Please turn the lines of every record below into a numbered list, leaving out any blank lines.

[start of EXCERPTED DATA]

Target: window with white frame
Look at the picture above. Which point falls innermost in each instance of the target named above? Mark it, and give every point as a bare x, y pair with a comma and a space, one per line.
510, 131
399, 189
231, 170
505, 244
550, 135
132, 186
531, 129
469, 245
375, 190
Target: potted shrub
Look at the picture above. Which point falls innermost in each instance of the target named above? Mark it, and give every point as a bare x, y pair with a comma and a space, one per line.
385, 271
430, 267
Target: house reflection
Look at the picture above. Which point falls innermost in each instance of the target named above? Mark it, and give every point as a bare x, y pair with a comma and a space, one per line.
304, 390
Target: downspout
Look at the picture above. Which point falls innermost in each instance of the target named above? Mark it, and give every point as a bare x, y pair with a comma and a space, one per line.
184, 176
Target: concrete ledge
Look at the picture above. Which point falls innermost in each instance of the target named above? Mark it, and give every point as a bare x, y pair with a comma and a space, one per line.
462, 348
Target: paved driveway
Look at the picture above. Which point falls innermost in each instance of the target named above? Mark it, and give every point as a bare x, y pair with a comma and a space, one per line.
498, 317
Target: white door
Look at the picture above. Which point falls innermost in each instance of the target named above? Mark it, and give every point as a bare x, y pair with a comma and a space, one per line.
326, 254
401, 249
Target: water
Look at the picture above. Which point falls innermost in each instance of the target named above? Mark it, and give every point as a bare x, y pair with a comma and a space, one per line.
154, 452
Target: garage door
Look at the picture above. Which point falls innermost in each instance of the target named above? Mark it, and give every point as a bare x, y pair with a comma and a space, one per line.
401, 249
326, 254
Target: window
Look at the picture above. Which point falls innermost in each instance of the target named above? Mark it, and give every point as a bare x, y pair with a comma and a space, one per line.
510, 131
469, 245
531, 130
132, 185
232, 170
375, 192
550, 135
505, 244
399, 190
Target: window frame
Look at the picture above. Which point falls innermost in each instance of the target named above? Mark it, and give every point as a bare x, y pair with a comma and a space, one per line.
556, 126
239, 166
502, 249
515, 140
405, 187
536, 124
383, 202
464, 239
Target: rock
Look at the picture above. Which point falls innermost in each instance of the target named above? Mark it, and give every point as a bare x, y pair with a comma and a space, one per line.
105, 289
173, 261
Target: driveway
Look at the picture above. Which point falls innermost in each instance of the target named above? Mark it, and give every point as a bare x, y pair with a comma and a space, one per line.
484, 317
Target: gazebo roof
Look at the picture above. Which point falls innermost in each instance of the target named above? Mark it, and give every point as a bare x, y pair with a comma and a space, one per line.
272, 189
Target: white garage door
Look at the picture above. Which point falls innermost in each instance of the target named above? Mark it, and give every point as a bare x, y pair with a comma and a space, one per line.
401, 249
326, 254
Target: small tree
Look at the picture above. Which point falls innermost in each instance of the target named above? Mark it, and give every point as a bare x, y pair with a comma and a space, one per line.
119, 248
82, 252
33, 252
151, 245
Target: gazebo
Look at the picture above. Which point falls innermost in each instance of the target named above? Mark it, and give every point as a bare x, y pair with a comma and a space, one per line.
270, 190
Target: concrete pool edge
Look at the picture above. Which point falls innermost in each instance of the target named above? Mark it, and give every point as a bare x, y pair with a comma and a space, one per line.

[end of EXCERPTED DATA]

▶ WORKED ANSWER
1. Target: window with white frame
2. Look at the picture above. Which point falls innermost in each instance of the target named above? Mark it, and give every point as a bare x, y pair with a comma and a space, one per line.
3. 510, 131
4. 399, 189
5. 231, 170
6. 505, 244
7. 550, 135
8. 132, 186
9. 531, 129
10. 469, 245
11. 375, 190
12. Target: potted shrub
13. Look at the picture above. Which point falls innermost in each instance of the target named above? Mark it, and give every point as a bare x, y pair with a comma and a space, one per line.
14. 385, 271
15. 430, 267
16. Target: house reflection
17. Look at the picture above. Which point falls innermost in each instance of the target named above? Mark it, and give every point as a bare x, y pair with a comma and a space, one per line.
18. 304, 390
19. Target: downspout
20. Look at the picture above. Which point falls innermost in each instance of the target named above? Mark it, and give every point as a bare x, y pair with a comma and a space, one per line.
21. 184, 176
22. Target: concrete ledge
23. Look at the picture above. Which point falls innermost in each instance of the target named above? Mark it, and give every point as a bare x, y pair with a comma and a space, one per line.
24. 462, 348
25. Target: paved driveway
26. Look at the picture above. Which point falls innermost in each instance of the target named above? Mark it, and give every point as a bare x, y pair with a comma and a space, one per line.
27. 498, 317
28. Target: white door
29. Look at the picture above. Which point falls innermost in each instance of the target named above? Mark it, and give every point as a bare x, y pair with a comma and a space, one per line.
30. 326, 254
31. 401, 249
32. Target: water
33. Look at the picture above. Which point falls innermost in each instance of the target named above? Mark it, and give every point as a bare x, y pair with a comma and a space, one per line.
34. 154, 452
35. Target: garage door
36. Look at the picture above. Which point falls innermost in each instance of the target named above? Mark it, and give every point as a bare x, y pair with a comma and a space, one per line.
37. 401, 249
38. 326, 254
39. Target: window
40. Look at the picture above. Which point falls innermost in each instance of the target named above? Mark it, and give every point as a bare x, y pair with a comma and a space, one per line.
41. 510, 131
42. 469, 245
43. 531, 130
44. 132, 185
45. 232, 170
46. 375, 192
47. 550, 135
48. 505, 244
49. 399, 190
50. Target: window frame
51. Look at the picture above. Which point falls innermost in each instance of the target named above? Mark it, and give every point as a bare x, y pair with a comma and a space, one per line.
52. 556, 126
53. 239, 166
54. 502, 249
55. 515, 140
56. 405, 187
57. 536, 124
58. 383, 202
59. 464, 239
60. Target: rock
61. Look at the picture above. Which point falls innermost in each instance of the target named above? Mark it, and give every point as a bare x, y pair with a comma and a space, one per line.
62. 105, 289
63. 173, 261
64. Target: driveway
65. Look at the picture above. Which point falls innermost in each instance of the target named above? Mark it, and give every point as a bare x, y pair with a comma and a space, one per line.
66. 484, 317
67. Target: gazebo roof
68. Look at the picture above. Which point falls innermost in each instance of the target named above? Mark it, and give every point as a bare x, y pair with a comma and a space, one per line.
69. 272, 189
70. Target: white garage door
71. Look at the picture above. Which point falls innermost in each instance of the target named above? Mark it, and give every point as a bare x, y pair with a comma and a space, one per line.
72. 401, 249
73. 326, 254
74. Target: small tree
75. Look at the picture above. Which point falls innermost in each instance of the target named above? Mark it, and give every point as a bare x, y pair with a comma and a space, one per line.
76. 119, 248
77. 82, 252
78. 33, 252
79. 151, 245
80. Target: gazebo
81. Look at the picture above. Which point falls innermost in each instance of the target named above? Mark it, and give every point as a bare x, y pair with a comma and a space, one per line.
82. 270, 190
83. Target: concrete pool edge
84. Look at the picture above. Which point falls innermost in each instance of the target named above? Mark it, and give every point as a bare x, y pair with a comma and a space, one per line.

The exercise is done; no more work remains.